Could you please reproduce every record below exactly, leaving out the pictures?
(Beginning of Supplied material)
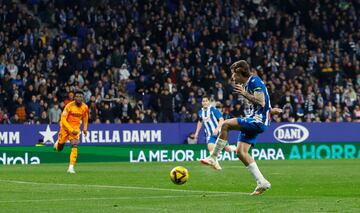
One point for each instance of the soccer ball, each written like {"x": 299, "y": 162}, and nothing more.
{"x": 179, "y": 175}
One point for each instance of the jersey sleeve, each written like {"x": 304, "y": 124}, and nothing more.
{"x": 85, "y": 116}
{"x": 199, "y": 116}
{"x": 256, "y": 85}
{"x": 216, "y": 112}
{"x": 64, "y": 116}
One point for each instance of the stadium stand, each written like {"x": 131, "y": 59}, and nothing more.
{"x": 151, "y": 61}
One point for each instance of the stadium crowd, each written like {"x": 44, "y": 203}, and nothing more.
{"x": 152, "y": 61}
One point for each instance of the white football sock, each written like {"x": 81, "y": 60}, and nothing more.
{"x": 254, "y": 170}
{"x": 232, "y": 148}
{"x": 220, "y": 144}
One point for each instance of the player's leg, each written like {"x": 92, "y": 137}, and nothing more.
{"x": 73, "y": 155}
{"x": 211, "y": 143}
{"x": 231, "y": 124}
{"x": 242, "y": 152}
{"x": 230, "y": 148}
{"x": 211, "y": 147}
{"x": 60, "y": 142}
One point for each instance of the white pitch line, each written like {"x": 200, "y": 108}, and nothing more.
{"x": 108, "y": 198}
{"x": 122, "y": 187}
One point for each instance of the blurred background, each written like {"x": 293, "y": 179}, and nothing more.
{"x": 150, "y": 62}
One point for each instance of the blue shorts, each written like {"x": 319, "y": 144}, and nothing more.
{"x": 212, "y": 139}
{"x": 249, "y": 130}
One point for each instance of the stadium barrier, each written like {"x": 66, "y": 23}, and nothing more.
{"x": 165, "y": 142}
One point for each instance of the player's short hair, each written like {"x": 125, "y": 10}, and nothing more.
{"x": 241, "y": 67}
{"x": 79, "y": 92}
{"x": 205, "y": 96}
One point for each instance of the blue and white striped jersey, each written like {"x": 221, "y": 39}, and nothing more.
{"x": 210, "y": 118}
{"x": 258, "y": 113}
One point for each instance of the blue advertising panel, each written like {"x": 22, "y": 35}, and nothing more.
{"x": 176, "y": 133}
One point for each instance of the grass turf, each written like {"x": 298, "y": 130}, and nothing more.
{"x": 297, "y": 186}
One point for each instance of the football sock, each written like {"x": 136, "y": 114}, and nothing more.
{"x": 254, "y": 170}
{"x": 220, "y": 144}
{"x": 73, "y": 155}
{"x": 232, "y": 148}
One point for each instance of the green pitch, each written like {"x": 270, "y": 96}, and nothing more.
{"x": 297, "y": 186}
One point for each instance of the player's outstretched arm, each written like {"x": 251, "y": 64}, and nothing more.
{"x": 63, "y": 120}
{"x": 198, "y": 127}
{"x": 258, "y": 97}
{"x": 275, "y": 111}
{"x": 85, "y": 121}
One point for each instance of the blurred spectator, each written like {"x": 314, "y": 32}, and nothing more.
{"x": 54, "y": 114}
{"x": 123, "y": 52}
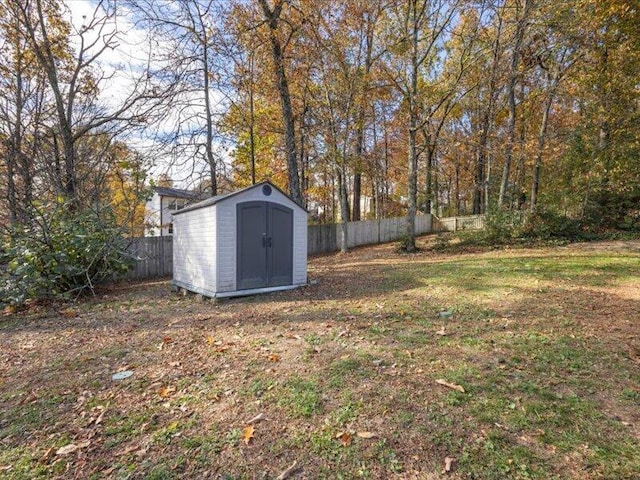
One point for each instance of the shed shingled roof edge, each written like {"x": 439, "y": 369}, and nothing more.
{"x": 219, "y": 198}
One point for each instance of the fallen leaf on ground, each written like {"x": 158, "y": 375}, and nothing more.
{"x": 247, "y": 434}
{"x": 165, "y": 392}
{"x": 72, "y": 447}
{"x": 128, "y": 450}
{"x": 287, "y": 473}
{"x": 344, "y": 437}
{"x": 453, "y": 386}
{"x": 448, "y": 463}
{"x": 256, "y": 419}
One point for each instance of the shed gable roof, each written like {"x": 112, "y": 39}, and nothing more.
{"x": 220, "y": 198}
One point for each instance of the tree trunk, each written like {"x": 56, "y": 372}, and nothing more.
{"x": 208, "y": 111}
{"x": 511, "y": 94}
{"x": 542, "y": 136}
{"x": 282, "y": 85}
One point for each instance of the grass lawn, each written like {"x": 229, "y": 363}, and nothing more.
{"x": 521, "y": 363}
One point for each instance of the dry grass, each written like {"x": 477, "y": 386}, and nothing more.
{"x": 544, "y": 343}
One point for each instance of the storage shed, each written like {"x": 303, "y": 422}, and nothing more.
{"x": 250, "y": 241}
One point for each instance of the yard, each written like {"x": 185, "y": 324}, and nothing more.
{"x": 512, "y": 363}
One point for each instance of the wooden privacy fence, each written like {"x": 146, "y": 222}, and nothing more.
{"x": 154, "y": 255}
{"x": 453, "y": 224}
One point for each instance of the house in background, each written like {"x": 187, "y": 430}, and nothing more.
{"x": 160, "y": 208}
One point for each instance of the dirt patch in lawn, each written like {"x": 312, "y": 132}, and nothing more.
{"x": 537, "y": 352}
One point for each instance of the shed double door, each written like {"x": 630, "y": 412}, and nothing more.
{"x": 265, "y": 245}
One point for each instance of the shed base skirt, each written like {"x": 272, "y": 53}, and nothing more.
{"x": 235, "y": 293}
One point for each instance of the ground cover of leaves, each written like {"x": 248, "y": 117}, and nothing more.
(End of Supplied material)
Solution>
One point for each instance of the soccer ball, each written like {"x": 299, "y": 162}, and nothing more.
{"x": 179, "y": 175}
One point for each instance of the jersey sleeve, each written like {"x": 304, "y": 124}, and nothing more.
{"x": 85, "y": 116}
{"x": 199, "y": 116}
{"x": 256, "y": 85}
{"x": 216, "y": 112}
{"x": 64, "y": 116}
One point for each instance of the stadium stand, each written like {"x": 131, "y": 59}, and nothing more.
{"x": 151, "y": 61}
One point for each instance of the stadium crowd, each written like {"x": 44, "y": 203}, and nothing more.
{"x": 152, "y": 61}
One point for each instance of the white football sock, each written like {"x": 81, "y": 60}, and nothing more.
{"x": 254, "y": 170}
{"x": 232, "y": 148}
{"x": 220, "y": 144}
One point for each instance of the player's leg, each written like {"x": 92, "y": 137}, and nothing more.
{"x": 73, "y": 155}
{"x": 211, "y": 143}
{"x": 231, "y": 124}
{"x": 242, "y": 152}
{"x": 230, "y": 148}
{"x": 211, "y": 147}
{"x": 60, "y": 142}
One point for each instance of the white pitch line, each written like {"x": 200, "y": 108}, and nothing more.
{"x": 108, "y": 198}
{"x": 122, "y": 187}
One point for each instance of the blurred background, each written like {"x": 293, "y": 179}, and nothing more.
{"x": 150, "y": 62}
One point for each instance of the blue shorts, each written like {"x": 319, "y": 144}, and nothing more.
{"x": 212, "y": 139}
{"x": 249, "y": 130}
One point for each instance of the stadium barrier, each written like {"x": 66, "y": 23}, and nothing more.
{"x": 165, "y": 142}
One point for each instance of the player's short hair, each written like {"x": 125, "y": 10}, and nothing more.
{"x": 241, "y": 67}
{"x": 79, "y": 92}
{"x": 205, "y": 96}
One point for each instance of the blue and white striped jersey, each written like {"x": 221, "y": 39}, and nothing more.
{"x": 210, "y": 118}
{"x": 258, "y": 113}
One point for each instance of the blue advertising panel, each written like {"x": 22, "y": 35}, and nothing more.
{"x": 176, "y": 133}
One point for each instance of the grass turf, each written like {"x": 298, "y": 130}, and nothing more.
{"x": 297, "y": 186}
One point for each instance of the football sock, each written like {"x": 136, "y": 114}, and nothing more.
{"x": 254, "y": 170}
{"x": 220, "y": 144}
{"x": 73, "y": 155}
{"x": 232, "y": 148}
One point for each instance of the green pitch, each written like {"x": 270, "y": 96}, and nothing more.
{"x": 297, "y": 186}
One point for each instance of the player's outstretched arm, each written like {"x": 251, "y": 64}, and nothing more.
{"x": 63, "y": 120}
{"x": 198, "y": 127}
{"x": 258, "y": 97}
{"x": 275, "y": 111}
{"x": 85, "y": 121}
One point for each instance of the blurred spectator, each written like {"x": 314, "y": 32}, and nothing more.
{"x": 54, "y": 114}
{"x": 123, "y": 52}
One point for each instance of the shed shingled roof edge, each written like {"x": 439, "y": 369}, and nothing more.
{"x": 219, "y": 198}
One point for each instance of the fallen leaf on ground, each written like {"x": 158, "y": 375}, and nothing more.
{"x": 247, "y": 434}
{"x": 165, "y": 392}
{"x": 72, "y": 447}
{"x": 128, "y": 450}
{"x": 287, "y": 473}
{"x": 344, "y": 437}
{"x": 453, "y": 386}
{"x": 448, "y": 463}
{"x": 256, "y": 419}
One point for each instance of the shed gable roof, each written like {"x": 112, "y": 39}, and nothing more.
{"x": 220, "y": 198}
One point for each instance of the tree trunk, each written like {"x": 56, "y": 372}, and nothing more.
{"x": 208, "y": 111}
{"x": 511, "y": 94}
{"x": 542, "y": 136}
{"x": 282, "y": 85}
One point for each instance of the grass lawn, each written like {"x": 229, "y": 363}, and nothing more.
{"x": 521, "y": 363}
One point for each instance of the dry grass, each written like {"x": 477, "y": 386}, and nothing more.
{"x": 544, "y": 343}
One point for each instance of the storage shed, each written like {"x": 303, "y": 422}, and nothing more.
{"x": 250, "y": 241}
One point for each instance of the yard, each written like {"x": 185, "y": 324}, and nothing more.
{"x": 512, "y": 363}
One point for each instance of the wooden privacy fence, each written like {"x": 146, "y": 222}, and nothing more.
{"x": 154, "y": 255}
{"x": 453, "y": 224}
One point for each instance of the house in background, each written like {"x": 187, "y": 430}, and nothing more.
{"x": 160, "y": 208}
One point for each instance of the dirt patch in lawn, each written like {"x": 312, "y": 132}, and nothing more.
{"x": 537, "y": 352}
One point for each instance of the shed double door, each written like {"x": 630, "y": 412}, and nothing more.
{"x": 265, "y": 245}
One point for each instance of the shed base skirt, each written like {"x": 272, "y": 53}, and nothing more.
{"x": 235, "y": 293}
One point for each instance of the ground cover of leaves, each written like {"x": 248, "y": 117}, and nothing more.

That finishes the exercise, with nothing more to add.